◆ **What the task asks**
Shift every point coordinate in the answers by adding -29 to it, then write out all the items below again, requests included. Leave out the pictures.

* start Provided information *

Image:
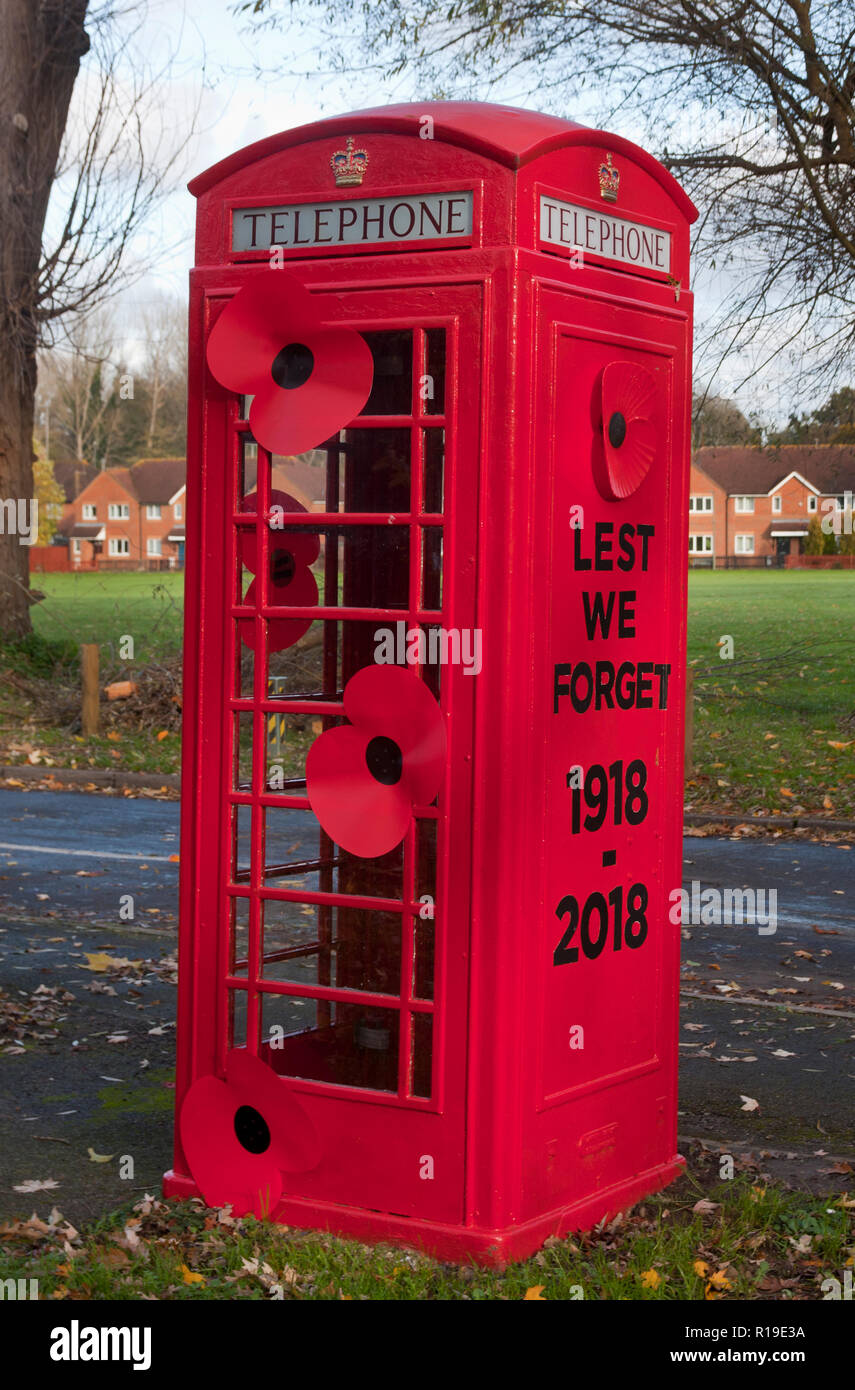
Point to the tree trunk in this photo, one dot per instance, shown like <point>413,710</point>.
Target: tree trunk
<point>41,47</point>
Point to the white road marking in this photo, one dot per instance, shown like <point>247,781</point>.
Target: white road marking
<point>85,854</point>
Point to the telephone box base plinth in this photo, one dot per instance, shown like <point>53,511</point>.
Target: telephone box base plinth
<point>460,1243</point>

* end Provided information *

◆ **Exercise solution**
Image:
Point to the tree trunk in this photo, one dot per instance, shown like <point>413,710</point>.
Target: tree trunk
<point>12,18</point>
Point to the white road marking in this photo, one dot per instance, shown like <point>247,781</point>.
Target: white road marking
<point>56,825</point>
Point to the telephone box base plinth in this photo, one dot per instance, shown like <point>53,511</point>.
Target: telephone box base plinth
<point>431,1214</point>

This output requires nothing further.